▶ PROBLEM DESCRIPTION: Pick out every line below that contains the word "number" and copy each of those lines.

▼

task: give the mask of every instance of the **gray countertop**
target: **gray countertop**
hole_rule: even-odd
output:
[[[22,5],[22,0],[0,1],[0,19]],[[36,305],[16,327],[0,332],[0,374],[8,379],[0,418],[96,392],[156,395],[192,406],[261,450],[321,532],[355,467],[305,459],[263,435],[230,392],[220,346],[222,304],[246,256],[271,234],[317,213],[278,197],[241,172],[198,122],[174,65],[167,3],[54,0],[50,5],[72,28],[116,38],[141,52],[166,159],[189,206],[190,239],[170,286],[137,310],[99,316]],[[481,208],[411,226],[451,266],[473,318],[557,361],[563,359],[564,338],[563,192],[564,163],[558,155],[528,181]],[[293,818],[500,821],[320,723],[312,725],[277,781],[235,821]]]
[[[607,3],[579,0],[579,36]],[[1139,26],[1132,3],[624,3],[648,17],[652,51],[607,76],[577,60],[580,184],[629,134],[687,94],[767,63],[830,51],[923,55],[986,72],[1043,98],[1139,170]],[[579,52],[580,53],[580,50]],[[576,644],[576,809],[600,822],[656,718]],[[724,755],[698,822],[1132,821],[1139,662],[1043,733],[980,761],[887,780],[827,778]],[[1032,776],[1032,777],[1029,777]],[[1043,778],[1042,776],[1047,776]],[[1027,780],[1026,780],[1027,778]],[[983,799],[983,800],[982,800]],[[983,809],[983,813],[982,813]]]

▲
▼

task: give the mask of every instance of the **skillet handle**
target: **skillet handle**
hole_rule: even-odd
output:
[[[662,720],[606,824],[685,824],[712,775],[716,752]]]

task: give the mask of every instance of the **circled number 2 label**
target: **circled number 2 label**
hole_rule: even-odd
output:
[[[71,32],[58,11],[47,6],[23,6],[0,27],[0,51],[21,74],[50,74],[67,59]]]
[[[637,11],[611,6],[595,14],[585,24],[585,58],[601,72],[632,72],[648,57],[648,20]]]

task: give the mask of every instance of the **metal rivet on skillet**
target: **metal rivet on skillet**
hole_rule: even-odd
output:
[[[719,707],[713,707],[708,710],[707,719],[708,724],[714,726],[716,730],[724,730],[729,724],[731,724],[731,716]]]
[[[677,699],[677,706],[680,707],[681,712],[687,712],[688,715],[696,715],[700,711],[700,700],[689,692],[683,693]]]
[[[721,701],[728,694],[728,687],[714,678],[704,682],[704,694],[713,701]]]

▲

▶ RESPONSE BELOW:
task: give the mask of every instance of the **circled number 2 label**
target: **circled number 2 label**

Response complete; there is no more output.